## TASK
What you return should be each line of the data containing the string "hind".

Dataset excerpts

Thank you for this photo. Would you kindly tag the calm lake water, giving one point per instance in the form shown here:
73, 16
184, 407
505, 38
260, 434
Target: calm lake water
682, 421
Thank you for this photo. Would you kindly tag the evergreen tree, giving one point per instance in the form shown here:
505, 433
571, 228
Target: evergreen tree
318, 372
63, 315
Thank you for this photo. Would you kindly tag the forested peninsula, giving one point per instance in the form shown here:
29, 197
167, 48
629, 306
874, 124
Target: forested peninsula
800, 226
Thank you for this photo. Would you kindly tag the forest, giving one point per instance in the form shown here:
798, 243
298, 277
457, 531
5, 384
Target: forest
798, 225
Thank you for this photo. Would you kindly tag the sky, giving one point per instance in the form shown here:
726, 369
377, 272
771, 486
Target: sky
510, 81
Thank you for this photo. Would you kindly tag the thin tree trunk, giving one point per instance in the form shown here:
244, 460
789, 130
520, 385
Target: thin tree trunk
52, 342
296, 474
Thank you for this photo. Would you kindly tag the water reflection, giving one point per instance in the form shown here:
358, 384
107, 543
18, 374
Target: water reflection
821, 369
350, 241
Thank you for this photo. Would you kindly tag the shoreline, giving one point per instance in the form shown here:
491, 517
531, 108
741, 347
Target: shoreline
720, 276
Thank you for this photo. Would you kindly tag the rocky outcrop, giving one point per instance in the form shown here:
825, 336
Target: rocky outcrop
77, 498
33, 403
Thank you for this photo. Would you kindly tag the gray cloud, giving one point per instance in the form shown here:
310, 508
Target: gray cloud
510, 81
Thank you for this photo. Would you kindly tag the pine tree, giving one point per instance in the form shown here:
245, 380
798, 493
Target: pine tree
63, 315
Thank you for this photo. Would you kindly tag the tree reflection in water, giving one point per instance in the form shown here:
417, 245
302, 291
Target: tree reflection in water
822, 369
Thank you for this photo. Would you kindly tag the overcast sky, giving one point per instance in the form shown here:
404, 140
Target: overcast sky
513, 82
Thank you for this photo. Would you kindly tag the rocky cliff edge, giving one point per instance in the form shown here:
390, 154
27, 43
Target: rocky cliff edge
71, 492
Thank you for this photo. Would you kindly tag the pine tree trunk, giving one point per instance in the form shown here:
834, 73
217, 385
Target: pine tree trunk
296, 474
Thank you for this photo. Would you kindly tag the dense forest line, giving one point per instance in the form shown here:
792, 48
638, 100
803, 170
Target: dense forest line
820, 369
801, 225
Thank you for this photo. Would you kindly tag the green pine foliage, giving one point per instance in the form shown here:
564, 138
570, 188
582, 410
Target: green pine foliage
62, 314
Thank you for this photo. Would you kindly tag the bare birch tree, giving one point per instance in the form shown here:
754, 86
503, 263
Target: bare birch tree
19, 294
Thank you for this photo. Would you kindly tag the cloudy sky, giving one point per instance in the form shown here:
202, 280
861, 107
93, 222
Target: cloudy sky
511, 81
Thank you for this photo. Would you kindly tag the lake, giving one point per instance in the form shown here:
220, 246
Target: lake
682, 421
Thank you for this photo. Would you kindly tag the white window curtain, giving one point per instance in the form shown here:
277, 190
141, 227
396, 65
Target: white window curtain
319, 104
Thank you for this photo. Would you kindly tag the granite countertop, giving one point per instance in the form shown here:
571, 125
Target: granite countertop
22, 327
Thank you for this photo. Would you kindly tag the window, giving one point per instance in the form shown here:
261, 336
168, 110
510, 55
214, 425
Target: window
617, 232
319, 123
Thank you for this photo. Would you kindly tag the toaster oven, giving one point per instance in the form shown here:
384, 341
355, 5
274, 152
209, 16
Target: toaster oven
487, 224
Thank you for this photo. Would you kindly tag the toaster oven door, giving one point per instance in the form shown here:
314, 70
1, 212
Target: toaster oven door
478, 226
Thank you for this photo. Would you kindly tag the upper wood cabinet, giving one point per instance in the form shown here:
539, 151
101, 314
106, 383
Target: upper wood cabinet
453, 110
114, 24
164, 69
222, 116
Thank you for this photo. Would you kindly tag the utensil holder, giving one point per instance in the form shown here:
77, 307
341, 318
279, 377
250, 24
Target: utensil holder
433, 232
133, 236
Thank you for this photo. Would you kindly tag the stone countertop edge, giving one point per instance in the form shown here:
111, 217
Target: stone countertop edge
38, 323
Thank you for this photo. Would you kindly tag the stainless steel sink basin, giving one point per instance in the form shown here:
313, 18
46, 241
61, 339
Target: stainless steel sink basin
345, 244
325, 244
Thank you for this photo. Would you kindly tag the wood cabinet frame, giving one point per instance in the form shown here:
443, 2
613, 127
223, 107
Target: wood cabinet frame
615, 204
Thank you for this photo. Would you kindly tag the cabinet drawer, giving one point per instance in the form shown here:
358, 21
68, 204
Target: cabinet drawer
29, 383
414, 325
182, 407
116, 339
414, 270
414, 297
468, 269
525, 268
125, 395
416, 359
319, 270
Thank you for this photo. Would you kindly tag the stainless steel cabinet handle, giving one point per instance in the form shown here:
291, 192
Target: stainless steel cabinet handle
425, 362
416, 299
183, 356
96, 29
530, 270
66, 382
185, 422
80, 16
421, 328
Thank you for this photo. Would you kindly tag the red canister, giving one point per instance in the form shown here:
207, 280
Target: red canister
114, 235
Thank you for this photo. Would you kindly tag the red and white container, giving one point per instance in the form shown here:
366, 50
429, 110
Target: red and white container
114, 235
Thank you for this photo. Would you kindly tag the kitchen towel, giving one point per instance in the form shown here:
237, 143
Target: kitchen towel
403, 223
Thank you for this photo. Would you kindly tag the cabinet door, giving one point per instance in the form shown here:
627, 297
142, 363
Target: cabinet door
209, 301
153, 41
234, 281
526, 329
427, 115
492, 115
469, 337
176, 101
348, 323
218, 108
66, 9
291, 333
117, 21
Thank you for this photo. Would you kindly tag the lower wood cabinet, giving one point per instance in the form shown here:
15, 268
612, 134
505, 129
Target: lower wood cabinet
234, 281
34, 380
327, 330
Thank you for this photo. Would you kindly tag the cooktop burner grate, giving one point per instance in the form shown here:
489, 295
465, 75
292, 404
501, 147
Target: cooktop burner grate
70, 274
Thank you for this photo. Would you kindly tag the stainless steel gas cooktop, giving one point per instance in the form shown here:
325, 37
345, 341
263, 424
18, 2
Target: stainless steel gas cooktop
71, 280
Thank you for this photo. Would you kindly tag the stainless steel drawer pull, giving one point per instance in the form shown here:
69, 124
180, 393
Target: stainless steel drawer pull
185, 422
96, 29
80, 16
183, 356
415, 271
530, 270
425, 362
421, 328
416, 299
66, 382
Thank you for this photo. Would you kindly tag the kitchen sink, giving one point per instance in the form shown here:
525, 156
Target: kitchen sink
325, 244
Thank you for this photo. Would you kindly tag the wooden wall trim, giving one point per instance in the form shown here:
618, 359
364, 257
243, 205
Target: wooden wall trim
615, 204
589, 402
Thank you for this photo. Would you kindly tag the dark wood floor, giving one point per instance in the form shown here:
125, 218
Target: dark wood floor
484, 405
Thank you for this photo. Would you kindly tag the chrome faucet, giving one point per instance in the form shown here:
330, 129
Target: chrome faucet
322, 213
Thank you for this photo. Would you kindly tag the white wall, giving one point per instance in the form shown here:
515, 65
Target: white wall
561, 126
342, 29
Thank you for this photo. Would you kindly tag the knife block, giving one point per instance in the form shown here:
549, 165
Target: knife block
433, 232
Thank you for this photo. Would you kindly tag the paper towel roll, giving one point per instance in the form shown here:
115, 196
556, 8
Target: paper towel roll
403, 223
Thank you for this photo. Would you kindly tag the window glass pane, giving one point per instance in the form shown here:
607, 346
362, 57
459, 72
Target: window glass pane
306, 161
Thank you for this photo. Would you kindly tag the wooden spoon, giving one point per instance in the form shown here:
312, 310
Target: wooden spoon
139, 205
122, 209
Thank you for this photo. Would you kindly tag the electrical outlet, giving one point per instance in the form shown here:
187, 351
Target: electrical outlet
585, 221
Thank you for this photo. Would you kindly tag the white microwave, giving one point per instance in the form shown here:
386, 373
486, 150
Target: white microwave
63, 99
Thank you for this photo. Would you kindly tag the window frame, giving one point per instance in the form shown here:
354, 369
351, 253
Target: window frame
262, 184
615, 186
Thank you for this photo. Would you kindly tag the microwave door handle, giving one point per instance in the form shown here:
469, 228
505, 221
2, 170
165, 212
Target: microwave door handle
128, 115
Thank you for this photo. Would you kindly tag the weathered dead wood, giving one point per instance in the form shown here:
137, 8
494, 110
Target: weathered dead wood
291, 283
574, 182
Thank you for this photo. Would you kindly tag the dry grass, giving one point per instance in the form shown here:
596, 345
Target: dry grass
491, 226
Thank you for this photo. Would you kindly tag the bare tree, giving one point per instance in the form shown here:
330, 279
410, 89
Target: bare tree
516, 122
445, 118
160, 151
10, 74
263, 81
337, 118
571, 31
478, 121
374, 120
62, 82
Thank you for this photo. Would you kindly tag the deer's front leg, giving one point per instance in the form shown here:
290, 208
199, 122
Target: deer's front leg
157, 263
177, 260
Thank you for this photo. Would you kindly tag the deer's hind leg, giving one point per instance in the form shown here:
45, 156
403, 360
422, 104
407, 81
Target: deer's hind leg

## EXERCISE ANSWER
Thank you for this photo. Would you kindly tag the deer's hind leg, giving one point per instance in the form shown here:
Target: deer's hind leg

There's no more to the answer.